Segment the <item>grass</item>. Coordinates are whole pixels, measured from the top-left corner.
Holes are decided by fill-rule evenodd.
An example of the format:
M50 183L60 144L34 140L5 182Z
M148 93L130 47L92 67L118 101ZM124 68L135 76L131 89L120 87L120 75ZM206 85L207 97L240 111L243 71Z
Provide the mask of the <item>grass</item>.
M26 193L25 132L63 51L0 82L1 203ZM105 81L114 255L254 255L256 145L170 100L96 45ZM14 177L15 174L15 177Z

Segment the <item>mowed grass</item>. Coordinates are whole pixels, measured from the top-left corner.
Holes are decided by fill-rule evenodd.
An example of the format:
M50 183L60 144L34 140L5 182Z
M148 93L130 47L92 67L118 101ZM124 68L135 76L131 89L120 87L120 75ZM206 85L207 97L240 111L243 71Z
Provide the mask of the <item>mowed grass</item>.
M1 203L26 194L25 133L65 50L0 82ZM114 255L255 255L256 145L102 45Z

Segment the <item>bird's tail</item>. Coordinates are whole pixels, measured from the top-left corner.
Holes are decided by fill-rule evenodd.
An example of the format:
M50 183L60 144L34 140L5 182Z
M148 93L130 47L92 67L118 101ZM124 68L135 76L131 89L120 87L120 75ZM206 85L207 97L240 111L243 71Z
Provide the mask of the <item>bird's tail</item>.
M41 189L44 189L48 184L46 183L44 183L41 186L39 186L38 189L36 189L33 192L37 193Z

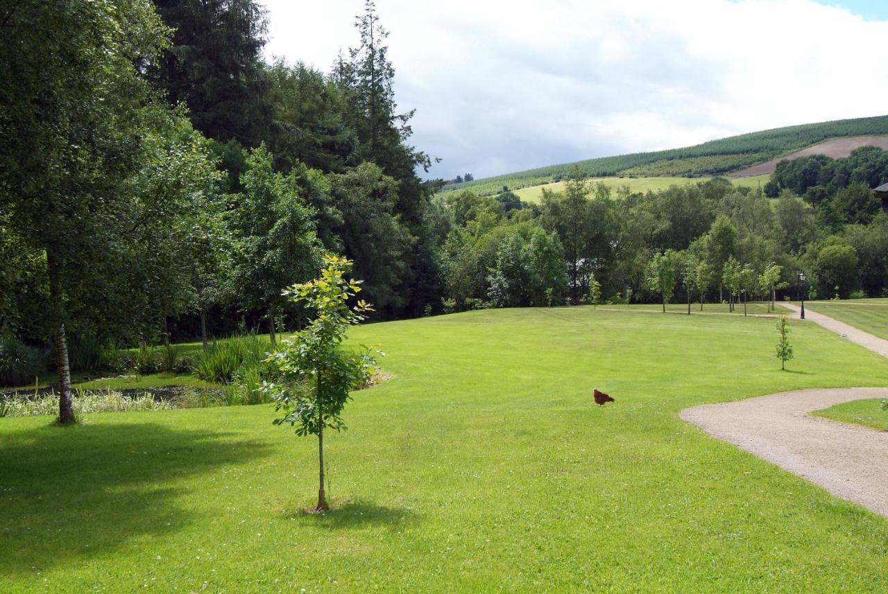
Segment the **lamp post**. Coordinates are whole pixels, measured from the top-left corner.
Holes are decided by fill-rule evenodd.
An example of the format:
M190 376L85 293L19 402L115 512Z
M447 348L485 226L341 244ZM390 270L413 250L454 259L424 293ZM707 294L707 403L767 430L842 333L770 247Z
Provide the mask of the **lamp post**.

- EXERCISE BRIEF:
Copy all of the lines above word for word, leaving out the pictures.

- PROBLEM SOLUTION:
Segment the <item>grass</item>. Coordinates are whole pixels, measured from the top-left corner.
Holes are decided by fill-rule evenodd.
An example of the format:
M50 183L60 144L34 140L5 182Z
M148 93L130 47L92 67L118 101ZM124 68L135 76L131 89L120 87L120 75ZM206 85L207 97L240 111L243 71Z
Provide the mask of the <item>grass</item>.
M26 193L25 132L63 51L0 82L1 203ZM105 81L114 255L254 255L256 145L170 100L96 45ZM14 177L15 174L15 177Z

Segment the <item>mowed grass</item>. Coordinates are whole pixels, measured from the top-left corner.
Holes are decided by fill-rule evenodd.
An example of the format:
M50 183L60 144L34 140L5 182Z
M148 93L130 47L92 67L118 101ZM124 68L135 76L131 89L120 87L120 75ZM206 85L207 97L240 111L243 71Z
Provide the mask of the <item>mowed grass</item>.
M1 203L26 194L25 133L65 50L0 82ZM114 255L255 255L256 145L102 45Z

Segment the <item>bird's tail</item>. Coordinates are whole pixels, measured from the top-left corner.
Holes are decided by fill-rule evenodd.
An example of the format:
M50 183L60 144L34 140L5 182Z
M148 93L130 47L92 67L118 101ZM124 68L135 76L131 89L120 87L120 75ZM206 85L207 97L240 111L243 71Z
Provide the mask of the <item>bird's tail</item>.
M41 189L44 189L48 184L46 183L44 183L41 186L39 186L38 189L36 189L33 192L37 193Z

Segment the **lamp post**. Coordinates are whole pixels, measured from the top-left corner.
Holes are decided by fill-rule evenodd.
An example of the format:
M190 376L85 293L19 402L115 512Z
M447 348L485 226L341 244ZM390 270L413 250L454 259L424 293ZM707 294L707 403L767 430L842 333L770 247Z
Provide the mask of the **lamp post**.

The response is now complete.